● **GIVEN PROBLEM**
Filter the rows below and output every line that contains the string "capped", copied verbatim in its original order.

● **DATA SUPPLIED**
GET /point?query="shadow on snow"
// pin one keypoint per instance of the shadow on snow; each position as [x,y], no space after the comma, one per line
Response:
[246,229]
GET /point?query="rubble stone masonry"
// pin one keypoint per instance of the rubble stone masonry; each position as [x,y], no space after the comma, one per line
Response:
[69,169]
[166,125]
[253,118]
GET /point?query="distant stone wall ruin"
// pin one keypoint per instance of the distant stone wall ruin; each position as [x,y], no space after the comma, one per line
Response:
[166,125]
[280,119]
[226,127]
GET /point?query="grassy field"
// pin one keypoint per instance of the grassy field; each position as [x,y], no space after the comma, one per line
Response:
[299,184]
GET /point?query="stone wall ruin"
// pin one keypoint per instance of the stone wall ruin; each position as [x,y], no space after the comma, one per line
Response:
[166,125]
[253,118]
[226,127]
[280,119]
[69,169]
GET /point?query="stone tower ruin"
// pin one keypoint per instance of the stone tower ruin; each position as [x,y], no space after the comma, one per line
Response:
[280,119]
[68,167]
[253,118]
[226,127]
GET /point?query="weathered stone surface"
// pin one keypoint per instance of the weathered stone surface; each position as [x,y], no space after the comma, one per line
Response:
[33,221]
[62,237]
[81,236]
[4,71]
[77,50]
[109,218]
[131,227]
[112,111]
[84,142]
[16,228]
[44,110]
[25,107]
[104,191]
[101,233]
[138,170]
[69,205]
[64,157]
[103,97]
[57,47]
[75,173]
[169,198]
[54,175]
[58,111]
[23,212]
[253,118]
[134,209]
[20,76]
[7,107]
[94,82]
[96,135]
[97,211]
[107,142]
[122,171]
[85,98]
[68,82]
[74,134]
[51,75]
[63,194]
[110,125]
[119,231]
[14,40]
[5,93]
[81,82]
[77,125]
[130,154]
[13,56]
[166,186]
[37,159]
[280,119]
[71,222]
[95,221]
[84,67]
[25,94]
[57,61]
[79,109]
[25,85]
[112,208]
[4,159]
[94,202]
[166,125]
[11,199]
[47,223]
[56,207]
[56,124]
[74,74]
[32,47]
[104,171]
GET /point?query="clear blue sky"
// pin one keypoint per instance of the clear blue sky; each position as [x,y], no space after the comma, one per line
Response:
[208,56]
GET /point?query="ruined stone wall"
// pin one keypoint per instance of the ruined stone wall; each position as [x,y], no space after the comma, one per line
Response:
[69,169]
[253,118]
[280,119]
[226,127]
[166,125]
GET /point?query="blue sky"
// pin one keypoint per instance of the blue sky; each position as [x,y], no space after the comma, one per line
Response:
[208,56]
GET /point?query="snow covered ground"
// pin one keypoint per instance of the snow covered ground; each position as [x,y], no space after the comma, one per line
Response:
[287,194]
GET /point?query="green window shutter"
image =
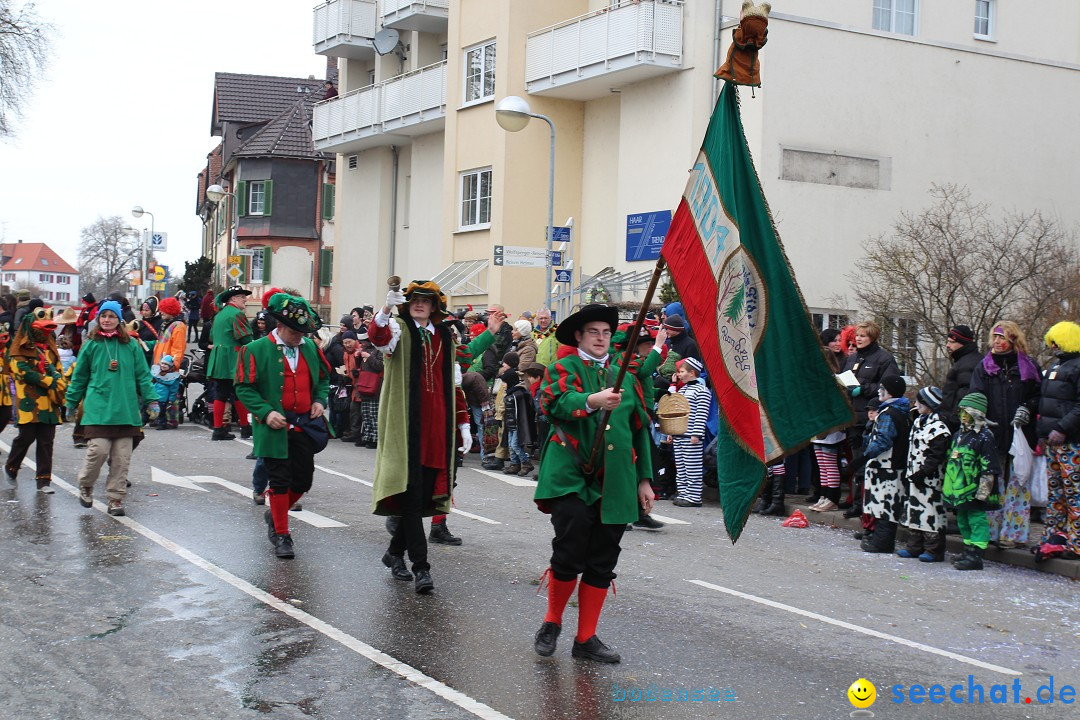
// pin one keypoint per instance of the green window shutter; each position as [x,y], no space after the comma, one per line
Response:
[327,201]
[242,199]
[325,267]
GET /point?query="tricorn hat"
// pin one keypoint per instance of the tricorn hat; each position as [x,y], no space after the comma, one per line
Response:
[224,296]
[591,313]
[428,288]
[294,312]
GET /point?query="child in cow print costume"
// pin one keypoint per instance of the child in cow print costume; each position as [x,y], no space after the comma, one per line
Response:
[922,512]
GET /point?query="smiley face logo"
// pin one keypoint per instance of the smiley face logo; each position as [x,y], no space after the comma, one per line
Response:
[862,693]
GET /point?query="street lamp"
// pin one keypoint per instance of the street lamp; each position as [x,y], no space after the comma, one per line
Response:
[137,212]
[513,113]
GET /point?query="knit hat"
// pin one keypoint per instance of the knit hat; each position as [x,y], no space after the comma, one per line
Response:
[171,307]
[930,396]
[894,385]
[111,306]
[974,402]
[961,334]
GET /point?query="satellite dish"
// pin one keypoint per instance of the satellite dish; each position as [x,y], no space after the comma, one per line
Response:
[386,40]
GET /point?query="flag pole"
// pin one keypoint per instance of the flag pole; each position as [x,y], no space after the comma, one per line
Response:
[590,466]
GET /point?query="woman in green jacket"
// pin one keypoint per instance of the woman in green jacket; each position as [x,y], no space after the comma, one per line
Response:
[113,381]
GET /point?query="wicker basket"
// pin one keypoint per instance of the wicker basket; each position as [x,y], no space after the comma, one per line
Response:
[674,413]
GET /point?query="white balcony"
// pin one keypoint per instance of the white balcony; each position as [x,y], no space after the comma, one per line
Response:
[584,57]
[388,112]
[345,28]
[422,15]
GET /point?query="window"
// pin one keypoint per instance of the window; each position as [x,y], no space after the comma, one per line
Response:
[476,199]
[255,198]
[984,19]
[480,73]
[895,15]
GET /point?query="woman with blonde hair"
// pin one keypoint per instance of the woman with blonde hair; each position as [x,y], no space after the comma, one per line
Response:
[1011,381]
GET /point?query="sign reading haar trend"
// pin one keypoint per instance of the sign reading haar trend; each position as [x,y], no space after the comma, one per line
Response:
[739,297]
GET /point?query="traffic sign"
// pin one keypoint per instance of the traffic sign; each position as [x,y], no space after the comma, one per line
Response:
[512,256]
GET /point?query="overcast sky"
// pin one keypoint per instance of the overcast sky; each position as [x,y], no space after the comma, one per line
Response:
[122,113]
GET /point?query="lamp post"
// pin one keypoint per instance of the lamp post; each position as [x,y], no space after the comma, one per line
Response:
[138,212]
[513,113]
[216,193]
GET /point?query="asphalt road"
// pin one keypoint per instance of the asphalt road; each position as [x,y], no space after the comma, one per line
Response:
[180,610]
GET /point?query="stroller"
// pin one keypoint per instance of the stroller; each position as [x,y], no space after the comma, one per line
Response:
[193,370]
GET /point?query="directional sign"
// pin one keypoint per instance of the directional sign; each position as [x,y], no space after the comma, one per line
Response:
[645,234]
[512,256]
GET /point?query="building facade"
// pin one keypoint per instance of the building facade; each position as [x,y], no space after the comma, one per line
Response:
[864,105]
[38,267]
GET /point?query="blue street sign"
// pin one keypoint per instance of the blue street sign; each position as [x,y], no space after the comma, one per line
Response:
[645,234]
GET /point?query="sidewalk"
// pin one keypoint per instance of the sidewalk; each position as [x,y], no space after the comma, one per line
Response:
[1021,557]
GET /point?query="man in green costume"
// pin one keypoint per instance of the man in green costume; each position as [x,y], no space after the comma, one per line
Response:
[590,511]
[230,330]
[284,379]
[418,413]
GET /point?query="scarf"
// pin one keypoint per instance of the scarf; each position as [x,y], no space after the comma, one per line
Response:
[1027,369]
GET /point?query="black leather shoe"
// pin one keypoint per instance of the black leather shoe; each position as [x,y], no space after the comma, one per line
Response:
[423,582]
[221,434]
[396,565]
[441,535]
[283,546]
[648,522]
[545,639]
[270,529]
[593,649]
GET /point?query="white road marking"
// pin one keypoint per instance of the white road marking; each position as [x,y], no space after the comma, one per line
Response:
[377,656]
[669,520]
[509,479]
[856,628]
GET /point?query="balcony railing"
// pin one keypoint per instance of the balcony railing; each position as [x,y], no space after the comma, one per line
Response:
[584,57]
[422,15]
[345,28]
[409,105]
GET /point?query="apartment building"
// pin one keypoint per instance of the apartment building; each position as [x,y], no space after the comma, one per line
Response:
[38,267]
[864,105]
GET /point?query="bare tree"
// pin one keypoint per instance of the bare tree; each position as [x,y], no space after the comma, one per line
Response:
[956,263]
[24,49]
[108,252]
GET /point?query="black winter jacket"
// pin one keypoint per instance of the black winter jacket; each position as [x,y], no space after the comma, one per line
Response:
[869,365]
[1004,393]
[1060,402]
[958,380]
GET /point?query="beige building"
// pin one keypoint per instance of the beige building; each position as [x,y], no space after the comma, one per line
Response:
[864,104]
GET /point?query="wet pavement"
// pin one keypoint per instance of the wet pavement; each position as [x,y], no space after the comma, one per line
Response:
[180,610]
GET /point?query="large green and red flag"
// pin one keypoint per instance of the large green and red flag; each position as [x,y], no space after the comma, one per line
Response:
[773,388]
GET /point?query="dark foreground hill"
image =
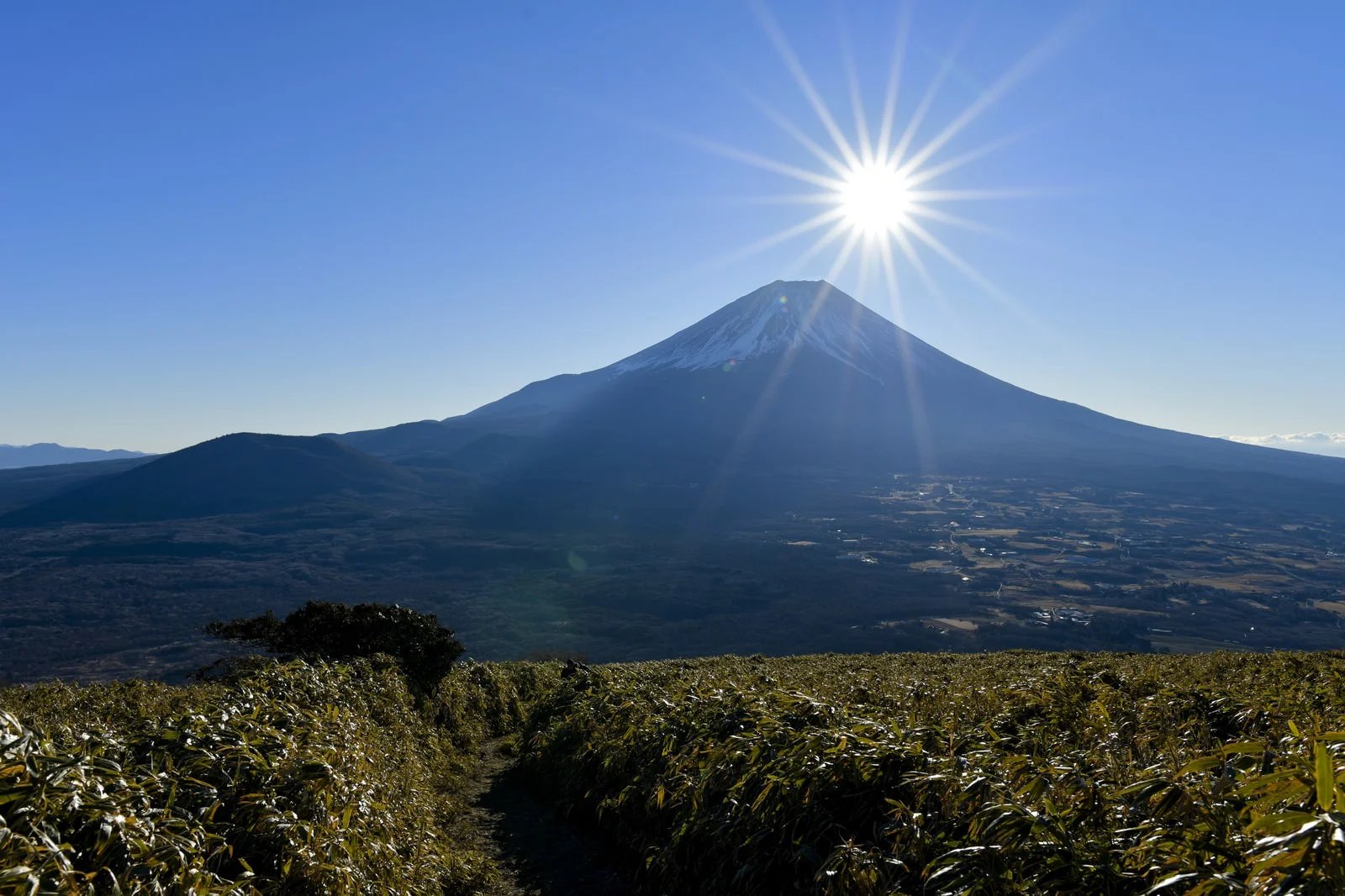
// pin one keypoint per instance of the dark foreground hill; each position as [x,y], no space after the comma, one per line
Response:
[242,472]
[24,486]
[794,387]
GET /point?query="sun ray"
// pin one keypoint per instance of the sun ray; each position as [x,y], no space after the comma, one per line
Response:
[1035,57]
[784,235]
[898,154]
[800,77]
[861,120]
[958,221]
[961,264]
[965,195]
[794,131]
[764,163]
[915,398]
[838,230]
[923,175]
[889,103]
[778,199]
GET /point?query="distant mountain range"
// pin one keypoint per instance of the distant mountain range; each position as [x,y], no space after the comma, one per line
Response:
[242,472]
[793,387]
[49,452]
[800,381]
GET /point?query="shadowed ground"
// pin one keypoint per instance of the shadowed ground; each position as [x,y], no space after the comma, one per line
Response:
[538,853]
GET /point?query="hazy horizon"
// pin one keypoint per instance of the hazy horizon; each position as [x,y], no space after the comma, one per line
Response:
[282,221]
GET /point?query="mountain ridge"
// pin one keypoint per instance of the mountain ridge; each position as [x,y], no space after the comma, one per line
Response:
[45,454]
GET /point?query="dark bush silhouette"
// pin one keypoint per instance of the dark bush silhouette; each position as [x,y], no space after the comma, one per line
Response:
[323,630]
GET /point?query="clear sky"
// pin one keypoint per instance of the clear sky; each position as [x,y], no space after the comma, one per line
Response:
[313,217]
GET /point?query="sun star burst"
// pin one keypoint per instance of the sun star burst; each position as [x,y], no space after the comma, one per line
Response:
[880,190]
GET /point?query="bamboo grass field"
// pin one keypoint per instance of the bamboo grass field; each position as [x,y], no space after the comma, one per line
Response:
[1010,772]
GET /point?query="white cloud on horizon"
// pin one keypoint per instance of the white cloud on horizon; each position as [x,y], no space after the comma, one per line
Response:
[1313,443]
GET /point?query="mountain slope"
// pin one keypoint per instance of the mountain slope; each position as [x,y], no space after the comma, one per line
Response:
[26,486]
[800,377]
[242,472]
[49,452]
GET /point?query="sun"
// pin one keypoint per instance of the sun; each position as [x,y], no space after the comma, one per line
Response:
[883,198]
[874,199]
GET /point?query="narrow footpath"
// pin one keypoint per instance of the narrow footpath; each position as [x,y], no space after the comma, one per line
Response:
[538,853]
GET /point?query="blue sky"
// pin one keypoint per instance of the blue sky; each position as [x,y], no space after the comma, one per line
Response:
[329,217]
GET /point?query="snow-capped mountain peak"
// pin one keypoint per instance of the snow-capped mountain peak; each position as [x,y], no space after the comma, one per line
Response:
[783,316]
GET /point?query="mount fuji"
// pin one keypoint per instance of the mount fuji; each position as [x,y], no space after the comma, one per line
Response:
[798,380]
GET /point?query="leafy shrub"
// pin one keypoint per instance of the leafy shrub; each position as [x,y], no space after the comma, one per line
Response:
[296,779]
[322,630]
[928,774]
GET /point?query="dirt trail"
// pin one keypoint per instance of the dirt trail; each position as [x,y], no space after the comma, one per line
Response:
[538,853]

● **WRITTEN ANSWER**
GET /point?query="snow-capped mountain peak"
// pin one keypoint per instance of the snow-capped mountain peak; each position as [x,y], no space after the comma, one per line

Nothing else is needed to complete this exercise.